- Tarefas:
A. Segundo o trecho sobre os campeonatos estaduais, por que o título do Grêmio no Gaúcho era algo esperado? Responda em uma a três frases.
B. Prossiga com o trecho sobre os campeonatos estaduais a partir da última frase apresentada.

O Mineiro teve a final que a torcida mais gosta, entre Atlético Mineiro e Cruzeiro, e deu a lógica dentro do momento: o Galo fez prevalecer seu melhor elenco e bateu a Raposa, levantando mais um caneco. O Coelho (América Mineiro) caiu nas semifinais e a surpresa – mais uma vez – foi a campanha da Tombense (da pequena Tombos, cidade de menos de 8 mil habitantes), outra vez entre os melhores. Nos registros estatísticos do Mineiro temos Atlético Mineiro (49 títulos), Cruzeiro (38), América Mineiro (16) e Vila Nova (5).
O Gaúcho terminou com o Grêmio vencendo a final contra o Juventude. Algo esperado, já que a maior surpresa foi a queda do Internacional – que ficou ainda mais internacional com a contratação de alguns estrangeiros – nas semifinais diante do Caxias do Sul. Esse mau desempenho irritou a “metade colorada” do Rio Grande do Sul, inclusive pela distância abissal das folhas de pagamento (menores) dos demais. Aliás, a questão econômica é um dos efeitos nefastos dos Estaduais sobre os clubes: em campeonatos polarizados ente duas grandes equipes, investimentos financeiros e vitórias em campo não geram lucros, nem mesmo para o campeão. Nos registros estatísticos do Gaúcho temos Internacional (45 títulos), Grêmio (43) – mostrando que a disputa entre os rivais que dividem a paixão futebolística dos pampas é muito acirrada –, Guarany (2) e outros 14 clubes (1 título para cada).

Dados registrados
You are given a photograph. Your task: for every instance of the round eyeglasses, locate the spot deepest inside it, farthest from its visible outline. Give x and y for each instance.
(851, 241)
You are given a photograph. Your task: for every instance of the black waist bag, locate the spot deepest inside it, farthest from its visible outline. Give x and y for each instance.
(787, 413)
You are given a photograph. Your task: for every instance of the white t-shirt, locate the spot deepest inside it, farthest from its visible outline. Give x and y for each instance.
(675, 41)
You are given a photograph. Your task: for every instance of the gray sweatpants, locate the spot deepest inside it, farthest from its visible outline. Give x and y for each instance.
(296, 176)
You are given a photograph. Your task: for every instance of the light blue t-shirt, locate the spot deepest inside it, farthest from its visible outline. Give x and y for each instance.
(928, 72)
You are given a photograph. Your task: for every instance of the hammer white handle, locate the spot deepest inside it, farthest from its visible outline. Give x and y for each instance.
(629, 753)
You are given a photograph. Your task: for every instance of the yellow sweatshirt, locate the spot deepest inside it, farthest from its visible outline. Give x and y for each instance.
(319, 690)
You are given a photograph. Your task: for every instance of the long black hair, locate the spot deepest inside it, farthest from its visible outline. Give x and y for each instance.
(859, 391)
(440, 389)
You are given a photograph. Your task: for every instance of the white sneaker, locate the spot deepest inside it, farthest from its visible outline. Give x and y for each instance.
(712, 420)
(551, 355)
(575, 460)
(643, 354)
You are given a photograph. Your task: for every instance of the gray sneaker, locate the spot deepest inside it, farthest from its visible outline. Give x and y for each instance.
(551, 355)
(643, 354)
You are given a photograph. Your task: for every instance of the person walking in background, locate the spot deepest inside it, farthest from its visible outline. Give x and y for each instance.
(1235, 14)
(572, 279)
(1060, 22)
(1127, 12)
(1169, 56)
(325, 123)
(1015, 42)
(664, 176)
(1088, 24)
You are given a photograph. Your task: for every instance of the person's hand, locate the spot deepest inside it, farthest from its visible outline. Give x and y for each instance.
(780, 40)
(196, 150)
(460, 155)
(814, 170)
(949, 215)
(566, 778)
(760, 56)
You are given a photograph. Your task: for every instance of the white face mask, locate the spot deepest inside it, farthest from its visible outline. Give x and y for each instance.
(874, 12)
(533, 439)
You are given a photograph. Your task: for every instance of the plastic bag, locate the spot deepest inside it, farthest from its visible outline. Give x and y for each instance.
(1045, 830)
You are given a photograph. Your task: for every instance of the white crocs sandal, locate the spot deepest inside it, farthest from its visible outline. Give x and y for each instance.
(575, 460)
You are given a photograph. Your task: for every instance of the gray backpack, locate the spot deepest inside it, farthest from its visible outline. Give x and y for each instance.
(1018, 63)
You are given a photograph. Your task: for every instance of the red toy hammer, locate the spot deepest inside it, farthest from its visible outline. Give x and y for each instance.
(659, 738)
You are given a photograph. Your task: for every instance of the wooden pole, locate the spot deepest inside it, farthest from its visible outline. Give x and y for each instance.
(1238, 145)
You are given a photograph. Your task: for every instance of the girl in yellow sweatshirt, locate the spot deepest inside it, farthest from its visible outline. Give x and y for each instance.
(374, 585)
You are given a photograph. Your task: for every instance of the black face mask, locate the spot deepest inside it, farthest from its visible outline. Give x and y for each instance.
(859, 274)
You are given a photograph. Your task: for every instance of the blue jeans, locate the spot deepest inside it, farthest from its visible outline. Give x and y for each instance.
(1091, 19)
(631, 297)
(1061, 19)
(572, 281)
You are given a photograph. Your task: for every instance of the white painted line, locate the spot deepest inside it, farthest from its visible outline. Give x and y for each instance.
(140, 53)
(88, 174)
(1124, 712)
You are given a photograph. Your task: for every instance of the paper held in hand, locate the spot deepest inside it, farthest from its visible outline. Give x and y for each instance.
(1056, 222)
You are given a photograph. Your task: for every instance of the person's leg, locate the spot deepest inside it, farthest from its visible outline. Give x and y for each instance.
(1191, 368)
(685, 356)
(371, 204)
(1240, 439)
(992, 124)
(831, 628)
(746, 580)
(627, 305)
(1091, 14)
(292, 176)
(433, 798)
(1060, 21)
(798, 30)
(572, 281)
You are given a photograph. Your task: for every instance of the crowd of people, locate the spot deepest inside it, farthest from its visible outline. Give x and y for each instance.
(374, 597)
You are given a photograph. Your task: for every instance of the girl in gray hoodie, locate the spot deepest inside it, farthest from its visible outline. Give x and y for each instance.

- Respostas:
A. Porque a maior surpresa do campeonato foi a eliminação do Internacional nas semifinais diante do Caxias do Sul.

B.
No Paranaense, a decepção se repetiu com o Coritiba, que caiu nas semifinais para o Maringá, resultado surpreendente, mas que atesta a decadência do alviverde do Alto da Glória nos últimos anos – rebaixado, o Coxa está disputando a Série B do Brasileirão. Bom para o Athletico Paranaense, que em seu centenário brindou os torcedores com mais uma conquista. Nos registros estatísticos do Paranaense temos Coritiba (39 títulos), Athletico Paranaense (28), Ferroviário (8) e empatados Paraná e Britania (7).
O Catarinense continua sendo um dos Estaduais mais equilibrados de todos e viu o Criciúma levantar mais uma taça, vencendo o emergente Brusque. O resultado fez justiça ao melhor time de Santa Catarina no momento. Nos registros estatísticos do Catarinense temos Avaí (18 títulos) e Figueirense (18). O equilíbrio segue mostrando também empatados Criciúma (12) e Joinville (12).
No Baiano, o Vitória ganhou com todos os méritos, apesar dos investimentos do grupo City no Bahia do treinador Rogério Ceni – ele mesmo uma aposta do investidor. Embora na Boa Terra se diga que se macumba ganhasse jogo o Estadual terminaria empatado, nos registros estatísticos do Baiano temos Bahia (50 títulos), Vitória (30), Ypiranga (10) e Botafogo (7).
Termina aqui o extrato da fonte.